Text segment
=====
Breakthrough Breast Cancer and Breast Cancer Care have teamed up with Barts Health NHS Trust, London, to help identify areas of good practice as well as improvements to services for people diagnosed with secondary breast cancer.
The Trust has signed up to the Secondary Breast Cancer Pledge, committing it to providing the best possible care to patients diagnosed with secondary breast cancer across its hospitals, including Whipps Cross, St Bartholomew’s and Newham General.
Improvements for patients with secondary breast cancer
Improvements were identified through patient questionnaires, and patients were also included in discussions to agree on the best way to go about implementing the required changes.
One significant request from patients was for more information about financial services, emotional support and lifestyle advice, and the Trust has committed to providing this by running monthly drop-in advice sessions.
Of the 50,000 women and 400 men diagnosed with breast cancer each year in the UK, it is still not known exactly how many of these patients will go on to develop secondary breast cancer – cancer that has spread beyond the breast or armpit to other parts of the body. Secondary breast cancer cannot be cured but it can be treated and controlled, sometimes for a number of years.
Dawn Shelton, 57, from Ilford, who was diagnosed with breast cancer in April 2005, said:
“It is such a good idea to get input from patients through surveys and meetings, as we are the ones who know what it is like to live with cancer.
“Having had cancer for nine years I’ve seen it all – the constant appointments, scans, blood tests, rounds of treatment, operations, hospital wards – but I’ve also enjoyed meeting many other people with cancer and we’ve always spoken together about our experiences.
“I know the pledge will make a difference as the consultants, nurses and doctors really listened to our five key recommendations and agreed with them all.”
Catherine Wood, Senior Involvement Officer at Breakthrough Breast Cancer said:
“Patient engagement is at the heart of this initiative; we hope that by joining forces with Breast Cancer Care, we can make a real difference to the lives of people living with secondary breast cancer across the UK, and the friends and families that surround them.
=====
Record excerpts
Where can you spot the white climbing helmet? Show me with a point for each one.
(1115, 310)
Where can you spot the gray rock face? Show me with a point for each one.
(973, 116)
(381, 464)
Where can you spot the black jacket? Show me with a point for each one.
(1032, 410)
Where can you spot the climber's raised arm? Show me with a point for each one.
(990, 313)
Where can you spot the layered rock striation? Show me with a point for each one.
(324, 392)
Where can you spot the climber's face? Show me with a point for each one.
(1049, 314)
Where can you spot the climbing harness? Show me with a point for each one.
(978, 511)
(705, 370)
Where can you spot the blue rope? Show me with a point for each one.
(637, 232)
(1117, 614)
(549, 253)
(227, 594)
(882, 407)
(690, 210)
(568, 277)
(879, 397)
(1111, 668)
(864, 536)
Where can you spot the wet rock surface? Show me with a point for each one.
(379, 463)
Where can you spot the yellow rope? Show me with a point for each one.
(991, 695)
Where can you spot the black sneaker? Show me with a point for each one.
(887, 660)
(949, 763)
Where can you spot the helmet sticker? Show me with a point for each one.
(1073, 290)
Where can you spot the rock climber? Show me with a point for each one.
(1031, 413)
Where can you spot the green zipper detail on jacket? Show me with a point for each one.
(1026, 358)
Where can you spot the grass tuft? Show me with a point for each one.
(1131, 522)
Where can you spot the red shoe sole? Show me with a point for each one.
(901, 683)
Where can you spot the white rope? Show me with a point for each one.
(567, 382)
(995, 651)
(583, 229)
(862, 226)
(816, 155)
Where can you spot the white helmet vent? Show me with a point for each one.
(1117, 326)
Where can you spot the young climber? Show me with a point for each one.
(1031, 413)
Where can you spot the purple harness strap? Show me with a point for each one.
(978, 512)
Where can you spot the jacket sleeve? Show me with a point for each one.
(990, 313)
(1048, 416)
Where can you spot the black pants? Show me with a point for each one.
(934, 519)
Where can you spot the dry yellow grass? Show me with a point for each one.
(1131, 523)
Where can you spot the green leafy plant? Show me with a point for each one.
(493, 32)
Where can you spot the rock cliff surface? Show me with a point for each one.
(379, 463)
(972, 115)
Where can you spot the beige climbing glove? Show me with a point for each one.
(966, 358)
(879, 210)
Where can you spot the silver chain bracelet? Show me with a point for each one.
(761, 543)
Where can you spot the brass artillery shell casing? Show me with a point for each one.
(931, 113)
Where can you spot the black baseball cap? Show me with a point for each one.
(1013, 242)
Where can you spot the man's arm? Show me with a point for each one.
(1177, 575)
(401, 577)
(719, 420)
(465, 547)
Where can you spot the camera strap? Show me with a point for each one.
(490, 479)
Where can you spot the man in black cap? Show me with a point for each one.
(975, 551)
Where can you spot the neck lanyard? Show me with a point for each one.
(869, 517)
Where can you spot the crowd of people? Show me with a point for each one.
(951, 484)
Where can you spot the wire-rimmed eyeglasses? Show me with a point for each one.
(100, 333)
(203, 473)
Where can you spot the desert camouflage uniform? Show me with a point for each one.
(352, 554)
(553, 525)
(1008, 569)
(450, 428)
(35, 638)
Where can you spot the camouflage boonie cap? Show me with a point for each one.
=====
What you will do
- A) In the article on the Secondary Breast Cancer Pledge, how often will the Trust hold its drop-in advice sessions?
- B) Repeat the part of the pledge article starting at "Of the 50,000" and ending at "number of years.", word for word.

Answer list
- A) Monthly.

- B)
Of the 50,000 women and 400 men diagnosed with breast cancer each year in the UK, it is still not known exactly how many of these patients will go on to develop secondary breast cancer – cancer that has spread beyond the breast or armpit to other parts of the body. Secondary breast cancer cannot be cured but it can be treated and controlled, sometimes for a number of years.